Task 1
In the article on BC PIPA and therapist email, reproduce the passage that begins at the words "PIPA applies to" and stops after "that includes you.".
Task 2
According to the article on BC PIPA and therapist email, which is the only major province without a health-specific privacy statute?
Task 3
Extend the article on BC PIPA and therapist email by writing the passage that follows its final sentence.

Given text
------------------------------------

Golden padlock on a keyboard representing BC PIPA privacy obligations for therapist email

BC PIPA and therapist email: privacy obligations for BC practitioners

Gabriel Borges 13 min read

If you’re a therapist in private practice in BC, your email containing client information is governed by the Personal Information Protection Act (PIPA). Not Ontario’s PHIPA. Not the federal PIPEDA. Not Alberta’s HIA. PIPA.

And PIPA works differently from those other laws in ways that matter for your email setup.

BC is the only major province without a health specific privacy statute. Ontario has PHIPA. Alberta has HIA. BC has PIPA, which covers all personal information in the private sector, health information included. That means the same law that governs how a retailer handles customer data also governs how you handle therapy session notes sent by email.

This guide covers what PIPA requires for therapist email, where the gaps show up in practice, and why November 2027 is a date worth paying attention to.

Who does PIPA apply to?

PIPA applies to private sector organizations in British Columbia that collect, use, or disclose personal information in the course of commercial activity. If you run a private therapy practice in BC, that includes you.

This is a broader scope than what therapists in Ontario or Alberta face. Ontario’s PHIPA applies specifically to “health information custodians” (hospitals, physicians, regulated health professionals). Alberta’s HIA similarly targets “custodians” of health information. Those laws were written for healthcare.

------------------------------------

Dataset excerpts
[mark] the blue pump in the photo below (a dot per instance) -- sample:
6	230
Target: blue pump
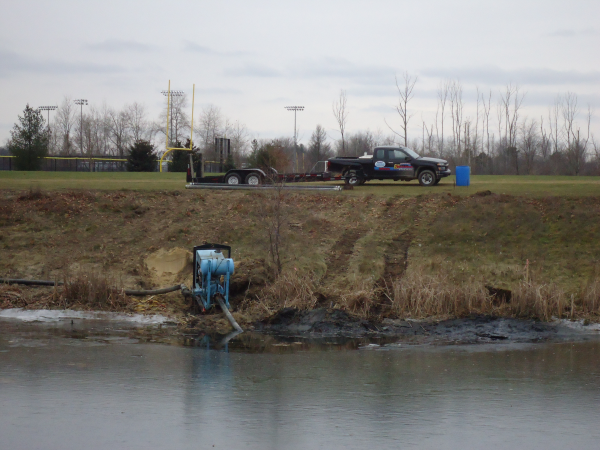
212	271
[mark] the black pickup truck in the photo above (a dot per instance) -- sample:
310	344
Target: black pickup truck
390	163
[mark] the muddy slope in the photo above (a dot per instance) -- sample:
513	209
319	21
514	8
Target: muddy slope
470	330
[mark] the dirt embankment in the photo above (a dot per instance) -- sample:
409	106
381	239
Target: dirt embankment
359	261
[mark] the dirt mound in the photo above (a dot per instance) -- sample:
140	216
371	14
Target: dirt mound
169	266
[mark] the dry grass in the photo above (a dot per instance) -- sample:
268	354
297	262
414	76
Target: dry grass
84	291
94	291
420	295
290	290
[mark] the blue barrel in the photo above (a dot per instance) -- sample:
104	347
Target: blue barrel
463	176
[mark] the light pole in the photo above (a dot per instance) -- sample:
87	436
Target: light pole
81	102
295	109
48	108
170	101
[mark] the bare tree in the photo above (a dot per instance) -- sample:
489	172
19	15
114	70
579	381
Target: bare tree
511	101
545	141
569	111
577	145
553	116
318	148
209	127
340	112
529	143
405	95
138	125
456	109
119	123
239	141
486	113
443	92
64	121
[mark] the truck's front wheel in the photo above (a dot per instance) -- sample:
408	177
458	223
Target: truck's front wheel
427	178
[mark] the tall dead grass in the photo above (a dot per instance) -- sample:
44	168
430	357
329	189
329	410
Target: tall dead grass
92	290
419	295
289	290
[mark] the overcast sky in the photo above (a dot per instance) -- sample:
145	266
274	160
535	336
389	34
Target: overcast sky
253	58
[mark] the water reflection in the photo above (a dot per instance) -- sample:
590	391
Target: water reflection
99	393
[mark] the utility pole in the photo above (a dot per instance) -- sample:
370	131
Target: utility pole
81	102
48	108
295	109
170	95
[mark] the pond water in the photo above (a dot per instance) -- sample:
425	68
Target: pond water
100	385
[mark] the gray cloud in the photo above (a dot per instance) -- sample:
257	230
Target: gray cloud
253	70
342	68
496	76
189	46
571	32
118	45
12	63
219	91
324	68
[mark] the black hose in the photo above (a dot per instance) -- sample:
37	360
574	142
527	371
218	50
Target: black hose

------------------------------------

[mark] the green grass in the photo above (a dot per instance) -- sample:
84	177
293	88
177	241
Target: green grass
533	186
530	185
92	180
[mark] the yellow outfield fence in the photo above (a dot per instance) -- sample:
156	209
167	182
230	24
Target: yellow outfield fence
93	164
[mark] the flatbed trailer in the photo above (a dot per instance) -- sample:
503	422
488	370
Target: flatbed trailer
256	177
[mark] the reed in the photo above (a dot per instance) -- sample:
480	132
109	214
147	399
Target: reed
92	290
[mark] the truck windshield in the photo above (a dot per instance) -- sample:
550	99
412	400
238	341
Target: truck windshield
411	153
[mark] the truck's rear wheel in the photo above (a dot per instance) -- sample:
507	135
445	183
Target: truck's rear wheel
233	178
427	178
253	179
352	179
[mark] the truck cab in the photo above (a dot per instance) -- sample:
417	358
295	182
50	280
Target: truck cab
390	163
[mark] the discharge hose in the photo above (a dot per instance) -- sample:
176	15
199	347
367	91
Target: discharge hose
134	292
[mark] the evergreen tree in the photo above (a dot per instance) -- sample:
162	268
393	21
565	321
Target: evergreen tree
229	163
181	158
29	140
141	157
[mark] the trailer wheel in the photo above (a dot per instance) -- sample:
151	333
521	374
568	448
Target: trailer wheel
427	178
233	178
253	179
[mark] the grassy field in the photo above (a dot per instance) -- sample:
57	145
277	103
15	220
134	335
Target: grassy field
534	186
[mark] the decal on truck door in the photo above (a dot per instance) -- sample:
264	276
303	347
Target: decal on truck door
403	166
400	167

------------------------------------

Written reply 1
PIPA applies to private sector organizations in British Columbia that collect, use, or disclose personal information in the course of commercial activity. If you run a private therapy practice in BC, that includes you.

Written reply 2
British Columbia (BC).

Written reply 3
PIPA wasn’t. It was written for the private sector generally. Health information doesn’t get a separate category or special protection under PIPA. Your client’s therapy notes receive the same legal treatment as a customer’s purchase history at a retail store, at least in terms of the statutory framework. The Office of the Information and Privacy Commissioner for BC (OIPC) has interpreted PIPA’s requirements more strictly when the information is sensitive (and health information from therapy is about as sensitive as it gets), but that interpretation comes through enforcement, not the text of the statute.

So what does PIPA actually require for email?

PIPA requirements for therapist email

Reasonable security arrangements (s.34)

Section 34 of PIPA is the core obligation: “An organization must protect personal information in its custody or under its control by making reasonable security arrangements to prevent unauthorized access, collection, use, disclosure, copying, modification or disposal or similar risks.”

One sentence. No prescriptive list of technical requirements. No encryption mandate. Just “reasonable security arrangements.”

What counts as reasonable depends on context, and the OIPC has been clear that sensitivity matters. In multiple orders, the Commissioner has held that organizations handling sensitive personal information (health, financial, employment history) must implement stronger safeguards than those handling less sensitive data. Therapy session content, intake assessments, treatment plans: these sit at the high end of the sensitivity scale.

For email, reasonable security arrangements for health information likely include:

  • Encryption in transit that doesn’t depend on the recipient’s server cooperating (Gmail’s TLS is opportunistic and conditional)
  • Access controls that restrict who can read the email to authorized individuals (strong authentication, two factor at minimum)
  • Protection against unauthorized copying or modification (standard Gmail doesn’t offer per message controls here)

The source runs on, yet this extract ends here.